> **EXERCISE**: Copy the data exactly. Images are the one exception.

> **RECORDS FOR THIS EXERCISE**:
-----
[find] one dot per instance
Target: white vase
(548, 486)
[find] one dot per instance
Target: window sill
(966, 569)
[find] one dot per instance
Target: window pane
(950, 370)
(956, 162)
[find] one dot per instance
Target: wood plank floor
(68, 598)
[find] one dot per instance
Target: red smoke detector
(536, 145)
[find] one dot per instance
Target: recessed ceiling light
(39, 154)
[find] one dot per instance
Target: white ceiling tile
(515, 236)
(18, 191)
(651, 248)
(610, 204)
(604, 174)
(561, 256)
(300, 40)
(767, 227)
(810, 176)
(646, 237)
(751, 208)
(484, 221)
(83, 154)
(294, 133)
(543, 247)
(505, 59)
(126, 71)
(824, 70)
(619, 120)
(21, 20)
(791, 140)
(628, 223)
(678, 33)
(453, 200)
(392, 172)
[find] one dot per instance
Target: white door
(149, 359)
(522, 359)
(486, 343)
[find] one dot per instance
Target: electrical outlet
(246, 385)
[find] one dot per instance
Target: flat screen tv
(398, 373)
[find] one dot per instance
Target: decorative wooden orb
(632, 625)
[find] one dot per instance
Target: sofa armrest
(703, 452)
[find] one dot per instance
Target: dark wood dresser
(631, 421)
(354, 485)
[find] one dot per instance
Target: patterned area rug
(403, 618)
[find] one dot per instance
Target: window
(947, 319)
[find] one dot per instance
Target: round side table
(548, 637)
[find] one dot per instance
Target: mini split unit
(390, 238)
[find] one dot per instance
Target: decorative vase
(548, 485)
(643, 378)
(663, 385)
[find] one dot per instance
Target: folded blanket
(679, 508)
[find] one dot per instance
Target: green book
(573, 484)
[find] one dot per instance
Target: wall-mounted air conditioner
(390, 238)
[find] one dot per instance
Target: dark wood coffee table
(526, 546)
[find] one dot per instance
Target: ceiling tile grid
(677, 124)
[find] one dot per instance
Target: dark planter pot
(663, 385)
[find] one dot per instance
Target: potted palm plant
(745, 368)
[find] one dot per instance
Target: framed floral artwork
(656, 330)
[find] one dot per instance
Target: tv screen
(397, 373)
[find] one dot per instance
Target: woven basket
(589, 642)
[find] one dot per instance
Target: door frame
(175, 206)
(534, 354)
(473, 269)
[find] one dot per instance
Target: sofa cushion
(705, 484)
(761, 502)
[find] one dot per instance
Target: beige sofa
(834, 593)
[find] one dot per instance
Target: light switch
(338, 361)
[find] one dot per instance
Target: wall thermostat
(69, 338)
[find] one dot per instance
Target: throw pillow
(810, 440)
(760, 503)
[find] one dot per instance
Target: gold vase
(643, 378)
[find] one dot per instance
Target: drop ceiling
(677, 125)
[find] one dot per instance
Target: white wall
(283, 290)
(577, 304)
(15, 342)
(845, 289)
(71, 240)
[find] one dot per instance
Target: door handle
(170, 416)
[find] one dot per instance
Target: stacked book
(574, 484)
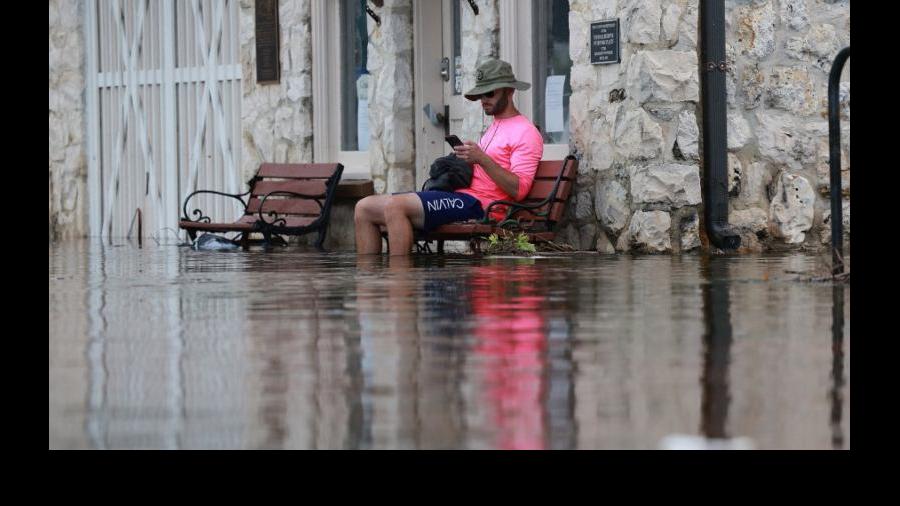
-----
> **REPLY**:
[find] one dot per instance
Target: white vase
(548, 486)
[find] one dot per instance
Target: window sill
(966, 569)
[find] one dot per instance
Target: window pane
(950, 370)
(956, 162)
[find] one dot per instance
Target: wood plank floor
(68, 598)
[find] one dot per instance
Target: red smoke detector
(536, 145)
[find] one dot per instance
Target: recessed ceiling light
(39, 154)
[find] one dot per instance
Target: white ceiling tile
(515, 236)
(18, 191)
(651, 248)
(610, 204)
(604, 174)
(561, 256)
(300, 40)
(767, 227)
(810, 176)
(646, 237)
(751, 208)
(484, 221)
(83, 154)
(294, 133)
(543, 247)
(505, 59)
(126, 71)
(824, 70)
(619, 120)
(21, 20)
(791, 140)
(628, 223)
(678, 33)
(453, 200)
(392, 172)
[find] one dot per instance
Target: white door
(149, 359)
(522, 359)
(486, 343)
[find] one dot per instance
Target: electrical outlet
(246, 385)
[find] one dot per instance
Target: flat screen tv
(398, 373)
[find] one dot per instance
Target: decorative wooden orb
(632, 625)
[find] one dot per instance
Target: sofa armrest
(703, 452)
[find] one dot per instance
Target: dark wood dresser
(631, 421)
(354, 485)
[find] one dot per instance
Target: patterned area rug
(403, 618)
[find] one dot per instance
Target: window
(947, 319)
[find] one dot per instance
Target: round side table
(548, 637)
[find] one dot per instance
Target: mini split unit
(390, 238)
[find] one dot per instance
Target: decorative vase
(548, 485)
(643, 378)
(663, 385)
[find] one dot per instance
Target: folded blanket
(679, 508)
[find] one dot per instance
Target: green book
(573, 484)
[find] one dot per instance
Target: wall-mounted air conditioner
(390, 238)
[find] one dot per instance
Target: dark wood coffee table
(526, 546)
[find] one dot per instance
Target: ceiling tile grid
(677, 124)
[find] one dot per instance
Target: dark planter pot
(663, 385)
[find] one dot per instance
Target: potted palm plant
(745, 368)
[find] one dot per instance
Target: framed floral artwork
(656, 330)
[find] one dot per instance
Target: tv screen
(397, 373)
[find] one dot per instance
Target: woven basket
(589, 642)
[find] one dot per instance
Target: door frame
(175, 206)
(534, 354)
(473, 269)
[find] one dot per instance
Target: sofa cushion
(705, 484)
(761, 502)
[find] one dot per instance
Target: beige sofa
(834, 593)
[find] one dot per instance
Target: light switch
(338, 361)
[find] one dot per instance
Target: wall thermostat
(69, 338)
[find] one dot per instance
Target: throw pillow
(810, 440)
(760, 503)
[find] one dot per instance
Target: gold vase
(643, 378)
[find] one dot per instance
Target: drop ceiling
(677, 125)
[find] one dot per instance
Target: white wall
(283, 290)
(577, 304)
(15, 342)
(845, 289)
(71, 240)
[find] one dot per instance
Target: door handle
(170, 416)
[find] one dot per instance
Target: stacked book
(574, 484)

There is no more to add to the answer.